What you need to do :: In the BRAT diet text, which foods make up the CRAM diet?

Source document ::
The BRAT diet consists of only bananas, rice, apple sauce, and toast.

==== No longer recommended ====
As of 2025, the BRAT diet is often not recommended by health professionals due to a lack of compelling scientific evidence for the intervention. The diet was first discussed in 1926 and was once recommended for people, particularly children, with gastrointestinal distress like vomiting, diarrhea, or gastroenteritis.

However, modern research has shown that the BRAT diet may be needlessly restrictive in many cases and may tend to limit important nutrients or food groups. The American Academy of Pediatrics states that most children should continue a normal, age appropriate diet. The foods from the BRAT diet may be added, but should not replace normal, tolerated foods. Sugary drinks and carbonated beverages should be avoided to help with indigestion and GI issues. The BRAT diet is no longer routinely recommended to those who have had stem cell transplants and have diarrhea due to graft-versus-host disease, as long-term use can lead to nutritional deficiencies.

Adding soothing foods like rice, bananas, or soluble fibers like pectin to the diet while suffering from diarrhea may help alleviate bouts of diarrhea and improve hydration status and stool consistency. However, some physicians have raised concerns that traditional diets like the BRAT diet may be nutritionally incomplete and deficient in energy, fat, protein, fiber, vitamin A, vitamin B_{12}, and calcium. Physicians Debora Duro and Christopher Duggan also argue that food restriction itself may be ineffective at alleviating diarrhea and may actually cause individuals to have diarrhea for longer periods, according to randomized clinical trials.

=== BRATT diet ===
The BRATT diet consists of bananas, rice, applesauce, toast, and tea.

=== BRATTY diet ===
The BRATTY diet consists of bananas, rice, applesauce, toast, tea, and yogurt.

=== CRAM diet ===
The CRAM diet consists of cereal, rice, applesauce, and milk. The CRAM diet has a higher protein and fat content than the BRAT diet. According to John Snyder, a professor of pediatrics at the University of California at San Francisco Medical Center and a member of the American Academy of Pediatrics subcommittee on treating acute diarrhea, the CRAM diet seems to ease the diarrhea symptoms faster.

==Controversy==
Even though milk and other dairy products are permissible in a bland diet, consumption may interfere with the homeostatic processes involved in digestion; prominently for peptic ulcer patients. In an early study, milk was found to have a short-lived gastric acid neutralising effect; which may lead to milk-alkali syndrome and eventually arteriosclerotic heart disease if dietary intake is excessive and uncontrolled. Further research by McArthur, Hogan & Isenberg demonstrated a link between milk consumption and an increase in gastrin production almost equivalent to that of pentagastrin, which may be detrimental to the patients requiring a bland diet as an increased gastric acid output is induced and acts as an overcompensation to the increased (neutralised) pH.

==Need for hydration==
Due to severe dehydration caused by both diarrhea and gastroenteritis, bland diets should be combined with oral rehydration therapy to replace the depleted electrolytes and avoid salt imbalance. Severe, untreated salt imbalance can result in "extreme weakness, confusion, coma, or death."

== Continued diarrhea while on a bland diet ==
Immediate medical attention is necessary if the diarrhea symptoms remain severe or if the child exhibits symptoms of dehydration, such as dry mouth, lack of urination, listlessness, or rapid heart rate. Medical attention is required when on a bland diet if any blood or mucus is present in the diarrhea, if the diarrhea is severe, or if it lasts longer than 3 days.

Dataset entries ::

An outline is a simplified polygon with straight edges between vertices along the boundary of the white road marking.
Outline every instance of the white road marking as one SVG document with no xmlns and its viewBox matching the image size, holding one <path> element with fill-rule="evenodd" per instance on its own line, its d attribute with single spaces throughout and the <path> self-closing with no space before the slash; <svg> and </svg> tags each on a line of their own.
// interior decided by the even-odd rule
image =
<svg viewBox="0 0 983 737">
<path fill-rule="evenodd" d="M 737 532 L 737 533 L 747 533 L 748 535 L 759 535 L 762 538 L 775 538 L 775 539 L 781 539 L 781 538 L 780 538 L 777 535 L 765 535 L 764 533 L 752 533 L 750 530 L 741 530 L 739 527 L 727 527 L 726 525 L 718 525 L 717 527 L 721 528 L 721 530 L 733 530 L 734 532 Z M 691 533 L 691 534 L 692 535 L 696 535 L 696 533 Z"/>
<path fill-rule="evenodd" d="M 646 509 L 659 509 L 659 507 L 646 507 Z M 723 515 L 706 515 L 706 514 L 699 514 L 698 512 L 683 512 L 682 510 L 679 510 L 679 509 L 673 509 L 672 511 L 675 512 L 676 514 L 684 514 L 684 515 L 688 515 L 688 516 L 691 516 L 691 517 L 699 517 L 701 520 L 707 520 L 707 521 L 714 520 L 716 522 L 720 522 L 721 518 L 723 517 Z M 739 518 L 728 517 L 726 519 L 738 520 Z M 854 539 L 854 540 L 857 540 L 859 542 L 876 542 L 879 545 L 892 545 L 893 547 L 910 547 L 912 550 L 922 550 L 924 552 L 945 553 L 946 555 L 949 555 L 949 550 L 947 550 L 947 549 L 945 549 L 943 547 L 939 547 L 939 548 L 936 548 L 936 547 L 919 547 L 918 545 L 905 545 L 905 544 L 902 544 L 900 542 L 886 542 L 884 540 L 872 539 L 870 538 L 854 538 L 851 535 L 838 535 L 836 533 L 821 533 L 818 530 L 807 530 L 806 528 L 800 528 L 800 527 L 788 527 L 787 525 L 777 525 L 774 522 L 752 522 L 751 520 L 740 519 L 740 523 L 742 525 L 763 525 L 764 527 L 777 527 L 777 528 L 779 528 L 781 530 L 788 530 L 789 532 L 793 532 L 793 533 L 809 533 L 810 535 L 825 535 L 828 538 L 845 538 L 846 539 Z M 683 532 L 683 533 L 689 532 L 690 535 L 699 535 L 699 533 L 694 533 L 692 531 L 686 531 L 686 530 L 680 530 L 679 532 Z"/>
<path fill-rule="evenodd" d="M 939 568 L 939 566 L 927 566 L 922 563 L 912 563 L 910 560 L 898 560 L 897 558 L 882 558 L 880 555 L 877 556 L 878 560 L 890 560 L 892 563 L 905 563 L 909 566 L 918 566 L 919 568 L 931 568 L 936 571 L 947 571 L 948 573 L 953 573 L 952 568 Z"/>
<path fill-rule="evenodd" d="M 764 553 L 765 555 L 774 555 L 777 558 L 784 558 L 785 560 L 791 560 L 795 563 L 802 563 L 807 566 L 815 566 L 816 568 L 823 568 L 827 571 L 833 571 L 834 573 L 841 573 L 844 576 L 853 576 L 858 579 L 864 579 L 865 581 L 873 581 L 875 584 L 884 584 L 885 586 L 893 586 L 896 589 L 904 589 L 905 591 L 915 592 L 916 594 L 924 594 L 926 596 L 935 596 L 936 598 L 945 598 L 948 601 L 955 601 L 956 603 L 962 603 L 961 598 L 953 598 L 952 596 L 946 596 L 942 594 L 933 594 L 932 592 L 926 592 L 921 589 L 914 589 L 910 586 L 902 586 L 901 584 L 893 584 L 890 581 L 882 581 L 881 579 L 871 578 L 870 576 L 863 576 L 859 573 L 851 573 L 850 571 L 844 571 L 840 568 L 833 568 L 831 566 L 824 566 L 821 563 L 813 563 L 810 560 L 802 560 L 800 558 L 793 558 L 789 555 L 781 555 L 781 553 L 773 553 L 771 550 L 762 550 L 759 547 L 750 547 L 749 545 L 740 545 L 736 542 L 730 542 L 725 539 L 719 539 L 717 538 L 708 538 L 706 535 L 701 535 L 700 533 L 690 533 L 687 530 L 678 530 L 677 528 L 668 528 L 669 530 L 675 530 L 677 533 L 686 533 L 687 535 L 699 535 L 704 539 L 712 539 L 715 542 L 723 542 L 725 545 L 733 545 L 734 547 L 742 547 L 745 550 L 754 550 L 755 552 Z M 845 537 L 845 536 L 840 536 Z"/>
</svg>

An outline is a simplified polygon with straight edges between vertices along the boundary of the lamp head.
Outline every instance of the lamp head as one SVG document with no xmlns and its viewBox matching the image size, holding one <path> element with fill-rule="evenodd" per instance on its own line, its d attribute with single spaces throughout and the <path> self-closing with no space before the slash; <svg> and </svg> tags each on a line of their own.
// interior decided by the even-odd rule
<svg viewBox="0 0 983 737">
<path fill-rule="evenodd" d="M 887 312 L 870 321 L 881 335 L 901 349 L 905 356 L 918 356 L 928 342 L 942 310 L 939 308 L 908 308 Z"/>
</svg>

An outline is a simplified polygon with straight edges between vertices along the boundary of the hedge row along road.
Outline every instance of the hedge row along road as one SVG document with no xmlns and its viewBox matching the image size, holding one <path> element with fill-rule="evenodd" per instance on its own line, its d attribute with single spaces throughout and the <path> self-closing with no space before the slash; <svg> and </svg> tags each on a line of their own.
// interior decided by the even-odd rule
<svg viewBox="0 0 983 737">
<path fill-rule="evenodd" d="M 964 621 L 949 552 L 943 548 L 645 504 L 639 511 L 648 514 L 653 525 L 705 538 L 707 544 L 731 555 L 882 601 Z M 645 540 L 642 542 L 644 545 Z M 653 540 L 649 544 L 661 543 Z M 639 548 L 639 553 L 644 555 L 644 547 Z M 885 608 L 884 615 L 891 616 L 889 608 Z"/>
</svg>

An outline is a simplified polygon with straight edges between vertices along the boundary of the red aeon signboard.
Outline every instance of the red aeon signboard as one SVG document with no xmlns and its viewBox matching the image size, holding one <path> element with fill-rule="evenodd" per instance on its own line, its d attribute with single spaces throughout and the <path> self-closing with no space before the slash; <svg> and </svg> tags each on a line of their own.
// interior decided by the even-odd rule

Written answer :: Cereal, rice, applesauce, and milk.